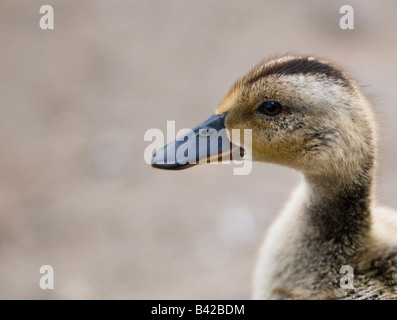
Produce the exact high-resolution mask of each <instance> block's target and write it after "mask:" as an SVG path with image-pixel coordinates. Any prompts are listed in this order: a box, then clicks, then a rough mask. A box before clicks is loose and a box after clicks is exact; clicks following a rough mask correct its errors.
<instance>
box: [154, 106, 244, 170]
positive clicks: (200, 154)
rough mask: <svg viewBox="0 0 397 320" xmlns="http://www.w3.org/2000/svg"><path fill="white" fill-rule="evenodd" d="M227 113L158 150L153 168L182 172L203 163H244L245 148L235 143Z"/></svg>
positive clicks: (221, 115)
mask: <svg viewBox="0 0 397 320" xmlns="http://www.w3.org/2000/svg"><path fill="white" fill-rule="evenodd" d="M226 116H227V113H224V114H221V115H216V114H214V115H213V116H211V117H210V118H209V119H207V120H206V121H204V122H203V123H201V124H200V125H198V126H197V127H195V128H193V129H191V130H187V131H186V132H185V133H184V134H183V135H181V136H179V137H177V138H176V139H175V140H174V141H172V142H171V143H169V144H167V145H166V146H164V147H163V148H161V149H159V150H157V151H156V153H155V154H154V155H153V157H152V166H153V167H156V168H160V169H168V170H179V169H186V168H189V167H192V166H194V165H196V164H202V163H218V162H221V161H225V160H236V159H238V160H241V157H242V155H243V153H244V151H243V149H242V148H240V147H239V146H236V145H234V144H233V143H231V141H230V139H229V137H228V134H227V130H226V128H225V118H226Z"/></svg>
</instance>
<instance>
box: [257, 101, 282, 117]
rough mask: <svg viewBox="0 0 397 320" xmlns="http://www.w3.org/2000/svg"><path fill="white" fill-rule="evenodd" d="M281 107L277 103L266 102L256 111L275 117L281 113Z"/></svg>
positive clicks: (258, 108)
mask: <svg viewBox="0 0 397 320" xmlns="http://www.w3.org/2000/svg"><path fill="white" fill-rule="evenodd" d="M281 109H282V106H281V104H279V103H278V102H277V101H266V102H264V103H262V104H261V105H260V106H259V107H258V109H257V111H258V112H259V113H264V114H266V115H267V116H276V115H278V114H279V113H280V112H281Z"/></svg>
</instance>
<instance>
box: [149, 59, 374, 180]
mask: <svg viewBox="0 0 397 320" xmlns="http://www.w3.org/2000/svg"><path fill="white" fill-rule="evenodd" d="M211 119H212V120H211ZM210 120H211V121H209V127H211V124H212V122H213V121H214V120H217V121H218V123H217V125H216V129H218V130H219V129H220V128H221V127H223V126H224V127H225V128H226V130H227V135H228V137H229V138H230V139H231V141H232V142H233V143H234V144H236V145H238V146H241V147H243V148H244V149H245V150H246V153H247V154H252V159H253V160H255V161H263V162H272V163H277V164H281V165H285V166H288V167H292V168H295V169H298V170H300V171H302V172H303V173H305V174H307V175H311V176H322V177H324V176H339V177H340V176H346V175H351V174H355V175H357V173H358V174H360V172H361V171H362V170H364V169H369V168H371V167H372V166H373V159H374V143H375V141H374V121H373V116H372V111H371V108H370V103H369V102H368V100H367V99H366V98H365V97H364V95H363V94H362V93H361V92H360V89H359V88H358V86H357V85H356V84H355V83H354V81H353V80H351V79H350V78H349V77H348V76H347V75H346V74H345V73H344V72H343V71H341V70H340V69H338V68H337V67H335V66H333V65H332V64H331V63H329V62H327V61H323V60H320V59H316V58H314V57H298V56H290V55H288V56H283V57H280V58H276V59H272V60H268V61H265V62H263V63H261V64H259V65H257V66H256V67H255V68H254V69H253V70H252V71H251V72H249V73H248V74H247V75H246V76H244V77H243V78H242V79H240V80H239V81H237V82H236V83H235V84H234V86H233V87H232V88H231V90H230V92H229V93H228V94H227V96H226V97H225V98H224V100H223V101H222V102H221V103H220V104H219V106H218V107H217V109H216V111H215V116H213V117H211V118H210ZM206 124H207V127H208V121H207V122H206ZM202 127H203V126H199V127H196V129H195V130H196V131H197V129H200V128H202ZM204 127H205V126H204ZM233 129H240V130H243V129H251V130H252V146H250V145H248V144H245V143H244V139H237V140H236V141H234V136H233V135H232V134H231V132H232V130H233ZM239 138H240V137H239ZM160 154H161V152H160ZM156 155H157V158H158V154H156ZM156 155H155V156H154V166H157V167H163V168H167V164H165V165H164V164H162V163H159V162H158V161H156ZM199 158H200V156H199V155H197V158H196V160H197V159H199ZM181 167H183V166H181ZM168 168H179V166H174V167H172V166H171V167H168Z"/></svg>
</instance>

***

**PROBLEM REQUIREMENTS**
Please put every line of the data above into a numbered list, skipping any blank lines and leaving out the pictures.

**SOLVED PROBLEM**
1. Produce the exact high-resolution mask of each <instance> block's target and write it after "mask:" as an SVG path with image-pixel coordinates. Any prompts are listed in this order: a box, then clicks, then a rough mask. A box before clicks is loose and a box after clicks is exact; clicks following a rough mask correct its errors.
2. <instance>
3. box: [154, 106, 244, 170]
4. positive clicks: (200, 154)
5. rough mask: <svg viewBox="0 0 397 320" xmlns="http://www.w3.org/2000/svg"><path fill="white" fill-rule="evenodd" d="M227 113L158 150L153 168L182 172L203 163H244L245 148L235 143Z"/></svg>
6. positive clicks: (221, 115)
7. mask: <svg viewBox="0 0 397 320" xmlns="http://www.w3.org/2000/svg"><path fill="white" fill-rule="evenodd" d="M226 116H227V113H224V114H221V115H216V114H214V115H213V116H211V117H210V118H209V119H207V120H206V121H204V122H203V123H201V124H200V125H198V126H197V127H195V128H193V129H191V130H187V131H186V132H185V133H184V134H183V135H181V136H179V137H177V138H176V139H175V140H174V141H172V142H171V143H169V144H167V145H166V146H164V147H163V148H161V149H159V150H157V151H156V153H155V154H154V155H153V157H152V166H153V167H156V168H160V169H168V170H179V169H186V168H189V167H192V166H194V165H196V164H202V163H218V162H221V161H225V160H236V159H238V160H241V157H242V155H243V153H244V151H243V149H242V148H240V147H239V146H236V145H234V144H233V143H231V141H230V139H229V137H228V134H227V130H226V128H225V118H226Z"/></svg>
8. </instance>
9. <instance>
10. box: [257, 101, 282, 117]
11. rough mask: <svg viewBox="0 0 397 320" xmlns="http://www.w3.org/2000/svg"><path fill="white" fill-rule="evenodd" d="M281 107L277 103L266 102L256 111L275 117L281 113Z"/></svg>
12. positive clicks: (258, 108)
13. mask: <svg viewBox="0 0 397 320" xmlns="http://www.w3.org/2000/svg"><path fill="white" fill-rule="evenodd" d="M281 109H282V106H281V104H279V103H278V102H277V101H266V102H264V103H262V104H261V105H260V106H259V107H258V109H257V111H258V112H259V113H264V114H266V115H267V116H276V115H278V114H279V113H280V112H281Z"/></svg>
14. </instance>
15. <instance>
16. box: [149, 59, 374, 180]
17. mask: <svg viewBox="0 0 397 320" xmlns="http://www.w3.org/2000/svg"><path fill="white" fill-rule="evenodd" d="M211 119H212V120H211ZM210 120H211V121H209V127H211V124H212V122H213V121H214V120H217V121H218V123H217V125H216V129H218V130H219V129H220V128H221V127H223V126H224V127H225V128H226V130H227V135H228V137H229V138H230V139H231V141H232V142H233V143H234V144H236V145H238V146H241V147H243V148H244V149H245V150H246V153H247V154H252V159H253V160H255V161H263V162H272V163H277V164H281V165H285V166H288V167H292V168H295V169H298V170H300V171H302V172H303V173H305V174H307V175H311V176H322V177H324V176H339V177H340V176H346V175H351V174H355V175H357V173H358V174H360V172H361V171H362V170H364V169H369V168H371V167H372V166H373V159H374V143H375V141H374V121H373V116H372V111H371V108H370V103H369V102H368V100H367V99H366V98H365V97H364V95H363V94H362V93H361V92H360V89H359V88H358V86H357V85H356V84H355V83H354V81H353V80H351V79H350V78H349V77H348V76H347V75H346V74H345V73H344V72H343V71H341V70H340V69H338V68H337V67H335V66H333V65H332V64H331V63H329V62H327V61H323V60H320V59H316V58H314V57H298V56H290V55H288V56H283V57H280V58H276V59H272V60H268V61H265V62H263V63H261V64H259V65H257V66H256V67H255V68H254V69H253V70H252V71H251V72H249V73H248V74H247V75H246V76H244V77H243V78H242V79H240V80H239V81H237V82H236V83H235V84H234V86H233V87H232V88H231V90H230V92H229V93H228V94H227V96H226V97H225V98H224V100H223V101H222V102H221V103H220V104H219V106H218V107H217V109H216V111H215V116H213V117H211V118H210ZM206 124H207V127H208V121H207V122H206ZM202 127H203V126H199V127H196V129H195V130H196V131H197V129H200V128H202ZM204 127H205V126H204ZM233 129H240V130H243V129H251V130H252V146H250V145H248V144H245V143H244V139H237V140H236V141H234V136H233V135H232V134H231V132H232V130H233ZM239 138H240V137H239ZM160 154H161V152H160ZM156 155H157V158H158V154H156ZM156 155H155V156H154V166H157V167H163V168H167V164H165V165H164V164H162V163H159V162H158V161H156ZM199 158H200V156H199V155H197V158H196V160H197V159H199ZM181 167H183V166H181ZM168 168H179V166H174V167H172V166H171V167H168Z"/></svg>
18. </instance>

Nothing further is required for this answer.